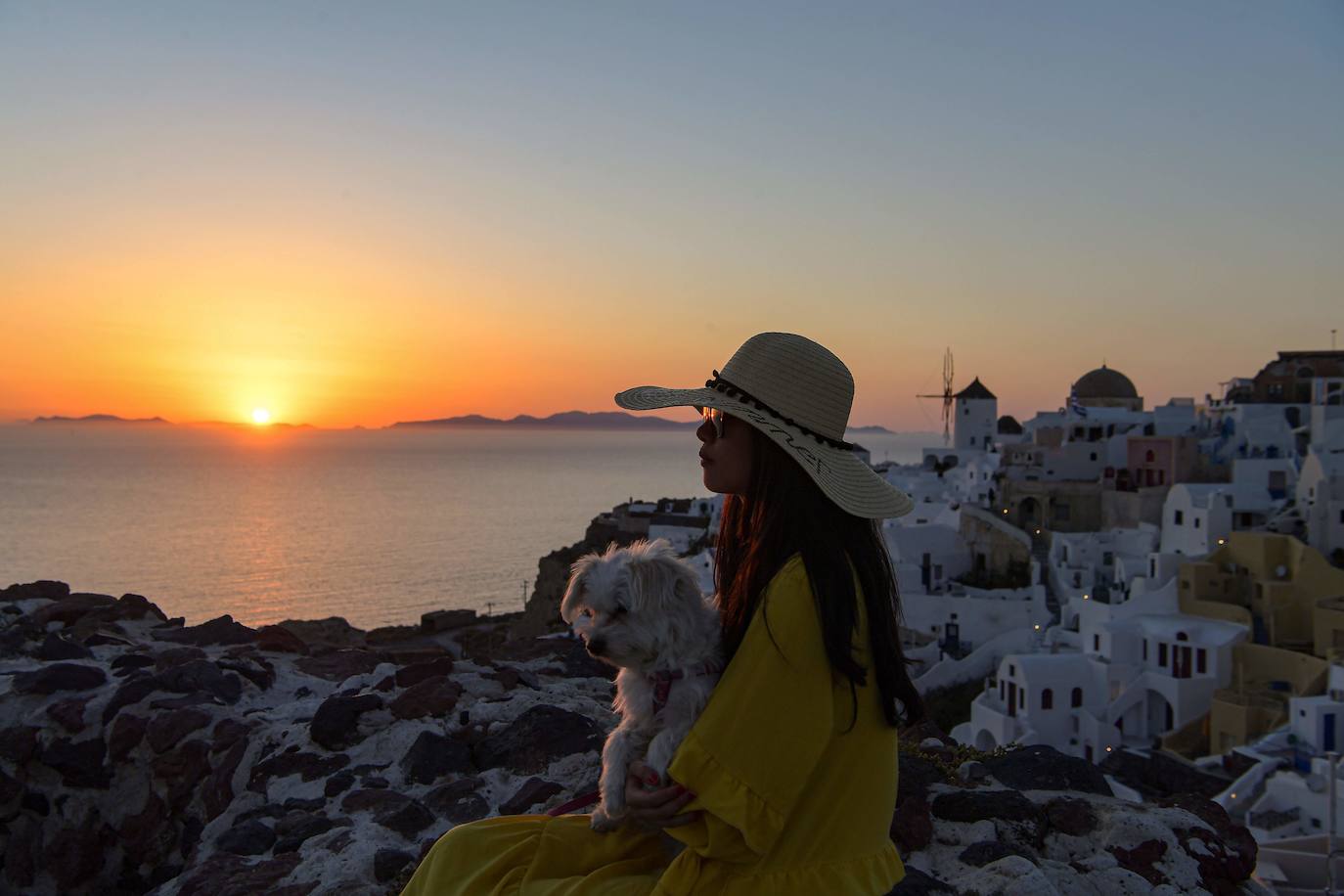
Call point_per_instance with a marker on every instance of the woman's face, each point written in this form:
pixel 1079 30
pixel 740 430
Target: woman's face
pixel 726 461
--
| SHORT PROBLEM |
Write out the lines above as a numbered list, skipping any blank lines and leaving out the pictures.

| THE RESPONSE |
1. Call point_per_instance with a marker on every instance of the woman's face, each point written in this form:
2. pixel 1079 30
3. pixel 740 430
4. Target: woman's face
5. pixel 726 461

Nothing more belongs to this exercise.